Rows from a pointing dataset
>> start
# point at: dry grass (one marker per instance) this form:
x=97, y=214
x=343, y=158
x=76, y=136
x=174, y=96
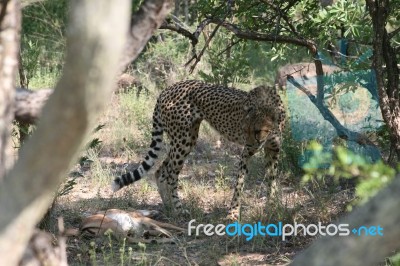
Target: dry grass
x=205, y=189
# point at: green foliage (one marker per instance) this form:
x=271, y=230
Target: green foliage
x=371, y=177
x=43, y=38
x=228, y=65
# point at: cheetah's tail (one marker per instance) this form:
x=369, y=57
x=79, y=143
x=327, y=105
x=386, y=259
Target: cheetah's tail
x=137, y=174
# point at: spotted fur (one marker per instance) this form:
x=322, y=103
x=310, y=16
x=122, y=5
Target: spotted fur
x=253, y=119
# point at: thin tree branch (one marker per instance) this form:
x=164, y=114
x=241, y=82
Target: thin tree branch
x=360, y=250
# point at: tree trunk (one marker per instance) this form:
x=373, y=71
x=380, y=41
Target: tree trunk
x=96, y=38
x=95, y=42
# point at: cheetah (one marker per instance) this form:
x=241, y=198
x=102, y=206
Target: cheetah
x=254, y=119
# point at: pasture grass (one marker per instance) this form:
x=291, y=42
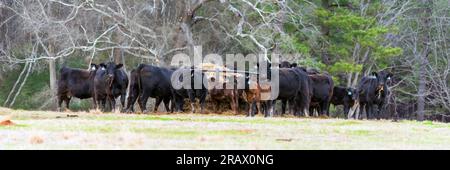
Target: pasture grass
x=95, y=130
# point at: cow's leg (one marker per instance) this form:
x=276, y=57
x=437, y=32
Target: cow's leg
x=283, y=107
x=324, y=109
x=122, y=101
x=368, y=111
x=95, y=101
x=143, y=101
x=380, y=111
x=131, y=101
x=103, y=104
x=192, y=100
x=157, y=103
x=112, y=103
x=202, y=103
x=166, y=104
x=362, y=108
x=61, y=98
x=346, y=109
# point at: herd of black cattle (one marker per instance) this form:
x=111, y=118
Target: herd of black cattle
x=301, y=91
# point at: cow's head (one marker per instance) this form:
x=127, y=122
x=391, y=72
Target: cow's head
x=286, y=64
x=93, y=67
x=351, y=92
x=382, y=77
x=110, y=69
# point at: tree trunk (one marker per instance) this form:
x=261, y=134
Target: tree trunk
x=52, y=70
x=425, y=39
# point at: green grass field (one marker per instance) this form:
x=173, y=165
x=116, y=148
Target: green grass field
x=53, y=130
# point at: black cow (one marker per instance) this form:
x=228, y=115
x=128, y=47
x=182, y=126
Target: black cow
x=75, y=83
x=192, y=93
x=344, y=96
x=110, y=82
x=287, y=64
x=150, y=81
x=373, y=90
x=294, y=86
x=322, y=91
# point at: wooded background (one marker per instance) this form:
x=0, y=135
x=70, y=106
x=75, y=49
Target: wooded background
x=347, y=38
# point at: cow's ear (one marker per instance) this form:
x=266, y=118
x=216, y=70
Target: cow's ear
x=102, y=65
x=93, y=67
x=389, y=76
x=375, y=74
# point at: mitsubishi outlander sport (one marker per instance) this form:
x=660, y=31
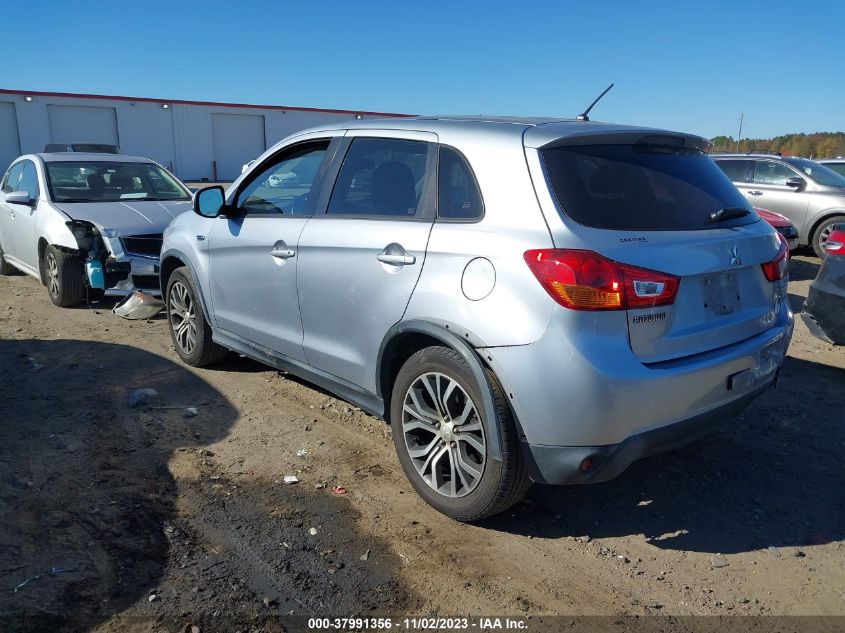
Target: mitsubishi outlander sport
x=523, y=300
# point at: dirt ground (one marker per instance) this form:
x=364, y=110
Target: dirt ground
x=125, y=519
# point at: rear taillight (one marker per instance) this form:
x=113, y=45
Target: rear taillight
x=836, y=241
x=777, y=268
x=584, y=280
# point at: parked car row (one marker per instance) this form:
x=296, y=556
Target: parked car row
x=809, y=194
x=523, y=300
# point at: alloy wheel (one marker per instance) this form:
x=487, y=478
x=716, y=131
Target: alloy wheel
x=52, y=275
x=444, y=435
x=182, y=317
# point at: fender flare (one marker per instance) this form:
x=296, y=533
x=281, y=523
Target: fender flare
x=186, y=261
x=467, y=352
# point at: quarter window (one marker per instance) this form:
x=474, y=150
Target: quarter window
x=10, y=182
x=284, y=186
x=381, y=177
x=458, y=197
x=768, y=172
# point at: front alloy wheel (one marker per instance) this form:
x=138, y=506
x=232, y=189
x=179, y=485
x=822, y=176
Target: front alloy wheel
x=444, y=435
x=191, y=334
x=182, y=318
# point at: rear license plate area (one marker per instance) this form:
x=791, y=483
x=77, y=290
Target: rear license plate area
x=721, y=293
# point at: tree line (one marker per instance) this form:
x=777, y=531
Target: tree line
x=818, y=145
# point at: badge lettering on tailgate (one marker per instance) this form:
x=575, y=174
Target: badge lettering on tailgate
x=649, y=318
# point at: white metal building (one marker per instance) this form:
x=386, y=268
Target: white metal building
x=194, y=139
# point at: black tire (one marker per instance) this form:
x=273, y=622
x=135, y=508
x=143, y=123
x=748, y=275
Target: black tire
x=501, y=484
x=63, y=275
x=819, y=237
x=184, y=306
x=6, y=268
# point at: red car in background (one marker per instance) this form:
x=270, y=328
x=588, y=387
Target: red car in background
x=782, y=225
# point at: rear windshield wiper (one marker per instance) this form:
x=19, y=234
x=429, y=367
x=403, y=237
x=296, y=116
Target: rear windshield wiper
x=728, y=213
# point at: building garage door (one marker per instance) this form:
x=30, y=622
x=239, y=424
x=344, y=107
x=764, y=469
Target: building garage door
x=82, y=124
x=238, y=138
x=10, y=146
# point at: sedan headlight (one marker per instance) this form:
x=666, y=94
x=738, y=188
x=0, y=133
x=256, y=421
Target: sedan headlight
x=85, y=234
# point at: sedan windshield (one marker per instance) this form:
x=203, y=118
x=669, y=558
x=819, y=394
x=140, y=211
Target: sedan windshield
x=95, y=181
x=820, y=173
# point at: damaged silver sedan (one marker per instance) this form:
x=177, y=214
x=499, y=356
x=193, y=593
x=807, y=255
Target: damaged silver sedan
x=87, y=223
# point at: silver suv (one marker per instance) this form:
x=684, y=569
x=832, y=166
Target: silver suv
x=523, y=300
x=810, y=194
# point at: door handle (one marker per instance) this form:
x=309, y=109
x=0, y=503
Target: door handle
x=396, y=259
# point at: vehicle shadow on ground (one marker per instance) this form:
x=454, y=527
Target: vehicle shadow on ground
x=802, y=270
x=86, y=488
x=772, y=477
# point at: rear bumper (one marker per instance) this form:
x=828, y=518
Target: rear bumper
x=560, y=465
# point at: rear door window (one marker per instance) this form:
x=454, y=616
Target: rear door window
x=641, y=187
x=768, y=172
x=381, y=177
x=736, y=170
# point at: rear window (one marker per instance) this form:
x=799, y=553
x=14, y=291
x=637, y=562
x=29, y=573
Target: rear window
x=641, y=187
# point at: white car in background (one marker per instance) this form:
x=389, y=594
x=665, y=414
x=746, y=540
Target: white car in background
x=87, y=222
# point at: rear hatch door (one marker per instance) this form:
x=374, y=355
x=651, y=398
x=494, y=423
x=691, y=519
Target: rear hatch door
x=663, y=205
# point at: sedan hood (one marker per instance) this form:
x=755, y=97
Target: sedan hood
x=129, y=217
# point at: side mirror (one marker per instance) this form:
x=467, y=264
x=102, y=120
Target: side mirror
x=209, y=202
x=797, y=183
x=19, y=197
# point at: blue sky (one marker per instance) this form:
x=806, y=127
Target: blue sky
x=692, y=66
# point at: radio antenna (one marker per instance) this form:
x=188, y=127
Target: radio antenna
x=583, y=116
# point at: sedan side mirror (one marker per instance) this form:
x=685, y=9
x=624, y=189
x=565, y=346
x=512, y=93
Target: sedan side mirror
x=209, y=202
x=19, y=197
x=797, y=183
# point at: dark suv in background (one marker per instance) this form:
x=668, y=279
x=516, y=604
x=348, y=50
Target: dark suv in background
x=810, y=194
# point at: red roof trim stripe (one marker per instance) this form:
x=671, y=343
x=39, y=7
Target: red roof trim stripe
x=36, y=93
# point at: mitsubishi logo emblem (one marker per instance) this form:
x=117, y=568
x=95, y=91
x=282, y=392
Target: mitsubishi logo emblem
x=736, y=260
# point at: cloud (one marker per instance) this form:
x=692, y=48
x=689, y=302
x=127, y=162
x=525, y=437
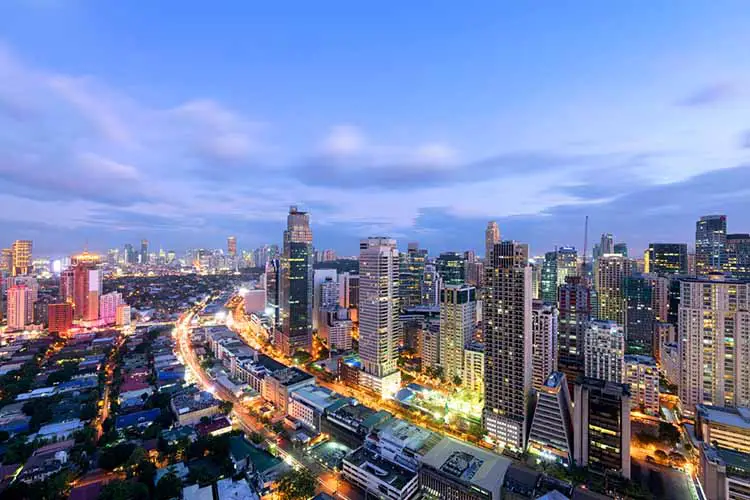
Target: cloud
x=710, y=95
>> end
>> start
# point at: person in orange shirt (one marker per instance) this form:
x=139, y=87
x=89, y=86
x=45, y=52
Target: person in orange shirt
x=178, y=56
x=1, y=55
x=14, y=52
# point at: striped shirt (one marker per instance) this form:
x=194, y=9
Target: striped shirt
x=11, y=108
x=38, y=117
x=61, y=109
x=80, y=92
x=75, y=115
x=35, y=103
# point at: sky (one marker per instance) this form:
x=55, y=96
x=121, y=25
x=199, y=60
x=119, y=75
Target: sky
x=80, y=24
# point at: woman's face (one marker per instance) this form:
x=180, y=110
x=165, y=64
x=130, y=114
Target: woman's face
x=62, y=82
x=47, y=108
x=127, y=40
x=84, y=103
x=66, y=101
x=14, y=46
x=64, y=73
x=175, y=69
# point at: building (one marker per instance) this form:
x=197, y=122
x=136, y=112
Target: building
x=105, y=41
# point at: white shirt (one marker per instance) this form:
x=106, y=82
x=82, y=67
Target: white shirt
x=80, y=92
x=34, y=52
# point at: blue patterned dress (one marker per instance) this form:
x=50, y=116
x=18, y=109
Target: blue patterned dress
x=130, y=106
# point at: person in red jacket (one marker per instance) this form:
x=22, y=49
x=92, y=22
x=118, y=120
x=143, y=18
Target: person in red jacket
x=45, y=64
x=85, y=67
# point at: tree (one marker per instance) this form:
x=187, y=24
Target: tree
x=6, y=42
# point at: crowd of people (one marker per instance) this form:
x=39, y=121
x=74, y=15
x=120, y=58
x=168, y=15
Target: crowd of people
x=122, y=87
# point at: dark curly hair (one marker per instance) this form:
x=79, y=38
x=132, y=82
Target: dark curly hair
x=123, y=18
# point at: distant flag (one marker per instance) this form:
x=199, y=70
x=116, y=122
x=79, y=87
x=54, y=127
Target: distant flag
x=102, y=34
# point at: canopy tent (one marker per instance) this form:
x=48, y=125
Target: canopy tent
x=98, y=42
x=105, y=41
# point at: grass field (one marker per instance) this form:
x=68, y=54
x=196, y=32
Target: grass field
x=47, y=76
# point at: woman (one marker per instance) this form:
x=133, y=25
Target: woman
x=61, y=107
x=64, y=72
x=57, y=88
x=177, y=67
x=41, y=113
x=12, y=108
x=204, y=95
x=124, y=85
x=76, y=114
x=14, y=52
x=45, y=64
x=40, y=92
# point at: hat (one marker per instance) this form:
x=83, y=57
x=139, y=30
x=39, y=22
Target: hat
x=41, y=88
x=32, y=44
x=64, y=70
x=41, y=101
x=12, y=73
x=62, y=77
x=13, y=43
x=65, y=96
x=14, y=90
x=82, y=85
>> end
▶ _SET TASK_
Repeat the lines between the line holding "# point at: cheetah (one" and the line holding "x=95, y=130", inclusive. Leave the picture out of your answer.

▶ _SOLUTION FOR THIS TASK_
# point at: cheetah (one marker per instance) this form:
x=241, y=198
x=102, y=206
Target: cheetah
x=254, y=119
# point at: pasture grass (one marker per instance) this form:
x=291, y=42
Target: pasture grass
x=95, y=130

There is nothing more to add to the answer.